:: Supplied material ::
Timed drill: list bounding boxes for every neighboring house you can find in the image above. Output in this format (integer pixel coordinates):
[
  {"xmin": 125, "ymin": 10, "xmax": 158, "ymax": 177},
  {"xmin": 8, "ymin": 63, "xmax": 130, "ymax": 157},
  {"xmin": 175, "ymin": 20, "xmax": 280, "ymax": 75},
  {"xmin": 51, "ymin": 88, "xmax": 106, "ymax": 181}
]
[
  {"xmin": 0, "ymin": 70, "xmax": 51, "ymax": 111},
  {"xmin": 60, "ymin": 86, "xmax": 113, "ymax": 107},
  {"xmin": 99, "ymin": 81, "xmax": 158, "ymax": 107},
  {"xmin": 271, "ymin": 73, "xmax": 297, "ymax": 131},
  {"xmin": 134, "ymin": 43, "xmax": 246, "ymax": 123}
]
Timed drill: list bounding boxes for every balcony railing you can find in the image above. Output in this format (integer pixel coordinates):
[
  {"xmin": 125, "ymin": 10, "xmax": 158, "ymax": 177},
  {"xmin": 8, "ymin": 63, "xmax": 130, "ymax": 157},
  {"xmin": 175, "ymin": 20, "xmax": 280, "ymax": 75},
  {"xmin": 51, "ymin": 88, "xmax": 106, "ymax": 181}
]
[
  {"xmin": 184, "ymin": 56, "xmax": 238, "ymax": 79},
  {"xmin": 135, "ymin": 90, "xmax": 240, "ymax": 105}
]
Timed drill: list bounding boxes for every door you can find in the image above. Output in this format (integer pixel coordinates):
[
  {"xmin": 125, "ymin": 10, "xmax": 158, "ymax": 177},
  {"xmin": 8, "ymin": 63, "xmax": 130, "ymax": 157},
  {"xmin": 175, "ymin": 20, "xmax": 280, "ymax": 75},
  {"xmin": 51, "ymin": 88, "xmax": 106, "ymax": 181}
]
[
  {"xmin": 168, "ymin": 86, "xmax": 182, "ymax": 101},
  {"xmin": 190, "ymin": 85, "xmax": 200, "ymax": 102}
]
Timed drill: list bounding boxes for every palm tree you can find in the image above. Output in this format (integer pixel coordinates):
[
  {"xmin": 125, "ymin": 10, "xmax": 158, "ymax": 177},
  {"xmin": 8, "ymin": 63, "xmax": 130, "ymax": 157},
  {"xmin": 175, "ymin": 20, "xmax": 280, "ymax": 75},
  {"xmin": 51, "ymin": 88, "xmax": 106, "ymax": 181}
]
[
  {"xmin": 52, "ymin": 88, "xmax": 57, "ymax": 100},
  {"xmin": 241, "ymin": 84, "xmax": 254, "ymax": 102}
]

:: What the task requires ::
Copy the listing in full, and keep every word exactly as it is.

:: Task response ::
Timed drill: list bounding boxes for every neighboring house you can find in the image above. Output in this format (integer pixel coordinates):
[
  {"xmin": 125, "ymin": 10, "xmax": 158, "ymax": 177},
  {"xmin": 8, "ymin": 63, "xmax": 130, "ymax": 157},
  {"xmin": 175, "ymin": 20, "xmax": 280, "ymax": 75},
  {"xmin": 51, "ymin": 88, "xmax": 106, "ymax": 181}
]
[
  {"xmin": 0, "ymin": 70, "xmax": 51, "ymax": 111},
  {"xmin": 60, "ymin": 86, "xmax": 113, "ymax": 107},
  {"xmin": 99, "ymin": 81, "xmax": 158, "ymax": 107},
  {"xmin": 271, "ymin": 73, "xmax": 297, "ymax": 131},
  {"xmin": 134, "ymin": 43, "xmax": 246, "ymax": 123}
]
Timed drill: list bounding boxes for every balcony railing you can find in the image above. Output in this format (integer pixel coordinates):
[
  {"xmin": 125, "ymin": 10, "xmax": 158, "ymax": 177},
  {"xmin": 8, "ymin": 63, "xmax": 130, "ymax": 157},
  {"xmin": 175, "ymin": 20, "xmax": 280, "ymax": 75},
  {"xmin": 51, "ymin": 88, "xmax": 106, "ymax": 181}
]
[
  {"xmin": 184, "ymin": 56, "xmax": 238, "ymax": 79},
  {"xmin": 135, "ymin": 90, "xmax": 240, "ymax": 105}
]
Timed drill: list bounding boxes for every door you can find in the image above. Output in this format (integer pixel coordinates):
[
  {"xmin": 125, "ymin": 10, "xmax": 158, "ymax": 177},
  {"xmin": 8, "ymin": 63, "xmax": 130, "ymax": 157},
  {"xmin": 175, "ymin": 20, "xmax": 280, "ymax": 75},
  {"xmin": 51, "ymin": 88, "xmax": 106, "ymax": 181}
]
[
  {"xmin": 168, "ymin": 86, "xmax": 182, "ymax": 101},
  {"xmin": 190, "ymin": 85, "xmax": 200, "ymax": 102}
]
Timed drill: list bounding boxes for every palm tree you can find in the image above. Output in this format (integer pixel coordinates):
[
  {"xmin": 125, "ymin": 10, "xmax": 158, "ymax": 177},
  {"xmin": 8, "ymin": 63, "xmax": 130, "ymax": 157},
  {"xmin": 175, "ymin": 20, "xmax": 280, "ymax": 75},
  {"xmin": 51, "ymin": 88, "xmax": 106, "ymax": 181}
]
[
  {"xmin": 52, "ymin": 88, "xmax": 57, "ymax": 100},
  {"xmin": 241, "ymin": 84, "xmax": 254, "ymax": 102}
]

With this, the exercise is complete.